◆ Task goal
Leave every entry as it is and write the data out in full.

◆ The input
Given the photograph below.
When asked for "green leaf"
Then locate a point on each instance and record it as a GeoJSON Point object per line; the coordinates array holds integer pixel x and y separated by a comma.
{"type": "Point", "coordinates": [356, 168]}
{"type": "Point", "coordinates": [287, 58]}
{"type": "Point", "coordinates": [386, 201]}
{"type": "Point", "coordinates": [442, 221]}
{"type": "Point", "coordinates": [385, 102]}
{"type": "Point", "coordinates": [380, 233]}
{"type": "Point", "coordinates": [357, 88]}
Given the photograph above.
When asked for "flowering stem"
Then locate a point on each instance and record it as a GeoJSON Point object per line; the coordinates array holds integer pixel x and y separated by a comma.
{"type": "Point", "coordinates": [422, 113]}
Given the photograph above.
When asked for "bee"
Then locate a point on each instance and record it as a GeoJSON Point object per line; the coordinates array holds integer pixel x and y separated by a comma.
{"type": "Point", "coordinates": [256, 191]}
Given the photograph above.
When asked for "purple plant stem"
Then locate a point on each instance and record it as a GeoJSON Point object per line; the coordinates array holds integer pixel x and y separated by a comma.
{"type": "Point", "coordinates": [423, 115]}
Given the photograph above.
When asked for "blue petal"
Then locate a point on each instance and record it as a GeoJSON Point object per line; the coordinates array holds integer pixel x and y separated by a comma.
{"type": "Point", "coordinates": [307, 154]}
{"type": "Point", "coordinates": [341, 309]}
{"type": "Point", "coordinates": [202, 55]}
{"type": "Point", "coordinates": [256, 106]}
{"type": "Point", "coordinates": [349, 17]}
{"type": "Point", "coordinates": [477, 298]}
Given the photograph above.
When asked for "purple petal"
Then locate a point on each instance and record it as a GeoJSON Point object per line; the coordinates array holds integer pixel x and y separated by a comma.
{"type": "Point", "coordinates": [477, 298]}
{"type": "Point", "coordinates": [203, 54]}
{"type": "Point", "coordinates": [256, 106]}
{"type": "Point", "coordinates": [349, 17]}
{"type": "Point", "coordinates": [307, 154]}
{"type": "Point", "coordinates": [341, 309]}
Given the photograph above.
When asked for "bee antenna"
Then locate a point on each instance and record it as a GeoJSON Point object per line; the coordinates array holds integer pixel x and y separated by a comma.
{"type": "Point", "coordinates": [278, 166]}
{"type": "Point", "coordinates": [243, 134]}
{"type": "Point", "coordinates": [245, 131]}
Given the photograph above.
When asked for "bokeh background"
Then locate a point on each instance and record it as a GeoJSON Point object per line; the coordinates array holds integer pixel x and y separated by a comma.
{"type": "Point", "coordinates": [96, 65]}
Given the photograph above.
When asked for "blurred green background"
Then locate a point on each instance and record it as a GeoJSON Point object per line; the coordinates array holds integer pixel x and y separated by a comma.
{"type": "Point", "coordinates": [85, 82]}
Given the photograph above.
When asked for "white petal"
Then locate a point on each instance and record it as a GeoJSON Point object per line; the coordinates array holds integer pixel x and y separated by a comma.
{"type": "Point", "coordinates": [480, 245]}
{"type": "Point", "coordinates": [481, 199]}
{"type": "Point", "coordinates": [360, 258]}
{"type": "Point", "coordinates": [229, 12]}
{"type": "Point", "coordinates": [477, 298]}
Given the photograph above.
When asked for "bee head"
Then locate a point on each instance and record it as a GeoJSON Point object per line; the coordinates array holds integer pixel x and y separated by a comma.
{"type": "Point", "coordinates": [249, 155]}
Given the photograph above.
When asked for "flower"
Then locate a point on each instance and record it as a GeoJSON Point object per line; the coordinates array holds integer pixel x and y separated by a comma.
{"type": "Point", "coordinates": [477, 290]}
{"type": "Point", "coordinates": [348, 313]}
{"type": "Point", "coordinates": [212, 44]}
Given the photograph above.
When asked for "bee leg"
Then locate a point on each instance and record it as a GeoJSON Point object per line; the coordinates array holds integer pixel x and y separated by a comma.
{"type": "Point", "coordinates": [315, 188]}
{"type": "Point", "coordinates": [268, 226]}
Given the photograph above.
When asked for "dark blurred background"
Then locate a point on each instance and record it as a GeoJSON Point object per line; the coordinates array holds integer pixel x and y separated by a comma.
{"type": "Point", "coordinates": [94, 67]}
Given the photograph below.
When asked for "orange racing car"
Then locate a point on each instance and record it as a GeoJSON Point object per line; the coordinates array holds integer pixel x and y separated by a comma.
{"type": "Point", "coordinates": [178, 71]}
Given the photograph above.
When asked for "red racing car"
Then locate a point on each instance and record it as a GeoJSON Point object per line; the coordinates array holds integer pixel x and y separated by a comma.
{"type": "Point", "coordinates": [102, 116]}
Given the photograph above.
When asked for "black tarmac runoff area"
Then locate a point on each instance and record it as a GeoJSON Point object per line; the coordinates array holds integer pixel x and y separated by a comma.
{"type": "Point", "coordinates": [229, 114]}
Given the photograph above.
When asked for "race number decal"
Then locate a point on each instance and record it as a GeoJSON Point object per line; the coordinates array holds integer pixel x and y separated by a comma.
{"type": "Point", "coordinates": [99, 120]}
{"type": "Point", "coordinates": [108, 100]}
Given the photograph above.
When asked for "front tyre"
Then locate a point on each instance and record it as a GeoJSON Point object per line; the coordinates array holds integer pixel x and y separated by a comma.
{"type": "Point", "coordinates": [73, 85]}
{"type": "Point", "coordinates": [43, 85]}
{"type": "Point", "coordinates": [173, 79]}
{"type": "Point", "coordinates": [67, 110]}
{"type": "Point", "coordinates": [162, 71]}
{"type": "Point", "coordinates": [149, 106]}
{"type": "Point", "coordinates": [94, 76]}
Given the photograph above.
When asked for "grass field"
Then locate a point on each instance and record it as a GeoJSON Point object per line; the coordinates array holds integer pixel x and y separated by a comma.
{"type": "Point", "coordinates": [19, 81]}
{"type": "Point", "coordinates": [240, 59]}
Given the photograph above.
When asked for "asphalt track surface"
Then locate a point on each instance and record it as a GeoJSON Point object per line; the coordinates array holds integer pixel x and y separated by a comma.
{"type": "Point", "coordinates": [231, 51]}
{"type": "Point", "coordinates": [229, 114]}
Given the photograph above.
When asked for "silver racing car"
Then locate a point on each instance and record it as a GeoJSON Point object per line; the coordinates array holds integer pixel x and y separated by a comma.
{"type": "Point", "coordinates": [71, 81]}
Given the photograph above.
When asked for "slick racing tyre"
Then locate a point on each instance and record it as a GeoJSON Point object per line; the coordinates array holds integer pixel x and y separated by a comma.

◆ Output
Given the photograph below.
When asked for "green leaf"
Then locate a point on each instance and record it as a GeoJSON Point object per line; the coordinates array holds integer pixel x and y separated by a comma.
{"type": "Point", "coordinates": [356, 168]}
{"type": "Point", "coordinates": [287, 58]}
{"type": "Point", "coordinates": [386, 201]}
{"type": "Point", "coordinates": [442, 221]}
{"type": "Point", "coordinates": [385, 102]}
{"type": "Point", "coordinates": [380, 233]}
{"type": "Point", "coordinates": [357, 88]}
Given the photograph above.
When asked for "flowering stem"
Then locate a point on each instance and record it as a GeoJSON Point object per line; the coordinates array holds integer pixel x and y separated by a comma.
{"type": "Point", "coordinates": [422, 113]}
Given the photograph above.
When asked for "bee"
Then locate a point on each instance and record it as a GeoJSON Point object per line; the coordinates array holds integer pixel x and y separated by a comma.
{"type": "Point", "coordinates": [256, 191]}
Given the photograph above.
When asked for "purple plant stem"
Then locate a point on each instance and record it as a GeoJSON Point object per line; the coordinates array holds integer pixel x and y separated by a comma.
{"type": "Point", "coordinates": [423, 115]}
Given the photograph above.
When asked for "blue petal"
Then locate a point on each instance and record it as a GeoJSON Point object per line; the coordinates array holds integer pixel x and y separated by a comma.
{"type": "Point", "coordinates": [307, 154]}
{"type": "Point", "coordinates": [341, 309]}
{"type": "Point", "coordinates": [202, 55]}
{"type": "Point", "coordinates": [256, 106]}
{"type": "Point", "coordinates": [349, 17]}
{"type": "Point", "coordinates": [477, 298]}
Given the photograph above.
When asked for "purple petal"
Then locate a point on each instance and record it as a GeoJSON Point object per line; the coordinates array holds integer pixel x and y separated by a comma.
{"type": "Point", "coordinates": [477, 298]}
{"type": "Point", "coordinates": [203, 54]}
{"type": "Point", "coordinates": [256, 106]}
{"type": "Point", "coordinates": [349, 17]}
{"type": "Point", "coordinates": [307, 154]}
{"type": "Point", "coordinates": [341, 309]}
Given the photograph above.
When asked for "bee antenna"
Then locate a point on each instance and record it as a GeoJSON Point object per line; the coordinates array holds integer pixel x and y separated by a comma.
{"type": "Point", "coordinates": [278, 166]}
{"type": "Point", "coordinates": [243, 134]}
{"type": "Point", "coordinates": [245, 131]}
Given the photograph above.
When asked for "bokeh background"
Then locate a point on each instance and record it as a GeoJSON Point object per line; the coordinates array holds integer pixel x and y separated by a comma.
{"type": "Point", "coordinates": [96, 65]}
Given the photograph above.
When asked for "blurred green background"
Then locate a point on each instance and record it as a GeoJSON Point object per line; the coordinates array holds integer pixel x and y separated by a comma.
{"type": "Point", "coordinates": [85, 82]}
Given the photograph above.
When asked for "white petal"
Then locate a point on each instance and record it as a GeoJSON Point object per line; the coordinates array holds integer pixel x and y separated by a comma.
{"type": "Point", "coordinates": [480, 245]}
{"type": "Point", "coordinates": [481, 199]}
{"type": "Point", "coordinates": [360, 258]}
{"type": "Point", "coordinates": [229, 12]}
{"type": "Point", "coordinates": [477, 298]}
Given the photograph above.
When asked for "bee head"
Then locate a point on each instance and record it as a GeoJSON Point object per line; the coordinates array holds integer pixel x and y separated by a comma.
{"type": "Point", "coordinates": [249, 155]}
Given the photograph above.
When asked for "flower"
Then locate a point on each instance and record it as a GeoJSON Point object per line; the coordinates array holds integer pixel x and y separated by a comma.
{"type": "Point", "coordinates": [477, 290]}
{"type": "Point", "coordinates": [348, 313]}
{"type": "Point", "coordinates": [212, 44]}
Given the photograph above.
When asked for "bee leg"
Then locate a point on each instance and record it as a GeoJSON Point object per line; the coordinates array holds integer pixel x and y separated by a comma.
{"type": "Point", "coordinates": [315, 188]}
{"type": "Point", "coordinates": [268, 226]}
Given the photograph above.
When asked for "dark blurred background"
Then locate a point on each instance and record it as a GeoJSON Point object per line; the coordinates array holds integer pixel x and y separated by a comma.
{"type": "Point", "coordinates": [94, 67]}
Given the photograph below.
When asked for "orange racing car"
Then locate a point on each instance and record it as a GeoJSON Point object per line; the coordinates array holds integer pixel x and y separated by a comma.
{"type": "Point", "coordinates": [178, 71]}
Given the photograph above.
When asked for "red racing car"
Then locate a point on each instance and record it as a GeoJSON Point object per line; the coordinates array holds integer pixel x and y separated by a comma.
{"type": "Point", "coordinates": [102, 116]}
Given the photograph above.
When asked for "black tarmac runoff area"
Then locate a point on each instance and record it as a GeoJSON Point object per line; the coordinates array holds integer pixel x and y separated by a comma.
{"type": "Point", "coordinates": [229, 114]}
Given the photograph above.
When asked for "race number decal"
Then locate a point on each instance and record it as a GeoJSON Point object per line; the coordinates array holds integer pixel x and y separated by a comma.
{"type": "Point", "coordinates": [99, 120]}
{"type": "Point", "coordinates": [108, 100]}
Given the photograph above.
When asked for "front tyre"
Then locate a point on each instance and record it as a GeoJSON Point object per line; the coordinates array holds integer pixel x and y separated by a comma.
{"type": "Point", "coordinates": [73, 85]}
{"type": "Point", "coordinates": [43, 85]}
{"type": "Point", "coordinates": [173, 79]}
{"type": "Point", "coordinates": [67, 110]}
{"type": "Point", "coordinates": [162, 71]}
{"type": "Point", "coordinates": [149, 106]}
{"type": "Point", "coordinates": [94, 76]}
Given the photograph above.
When asked for "grass field"
Then locate a point on each instance and record it as a GeoJSON Point object per line; the coordinates array holds integer pixel x and y separated by a comma.
{"type": "Point", "coordinates": [19, 81]}
{"type": "Point", "coordinates": [240, 59]}
Given the photograph above.
When asked for "asphalt track surface"
Then locate a point on each instance and record it as a GeoJSON Point object per line; the coordinates array holds integer pixel x and y separated by a comma.
{"type": "Point", "coordinates": [231, 51]}
{"type": "Point", "coordinates": [229, 114]}
Given the photograph above.
When asked for "silver racing car"
Then locate a point on each instance and record it as a GeoJSON Point object per line; the coordinates array holds integer pixel x and y separated by a comma.
{"type": "Point", "coordinates": [71, 81]}
Given the photograph above.
When asked for "slick racing tyre"
Then locate a point on each instance and record it as a GeoJSON Point object per line; the coordinates array holds integer pixel x and y separated by a comma.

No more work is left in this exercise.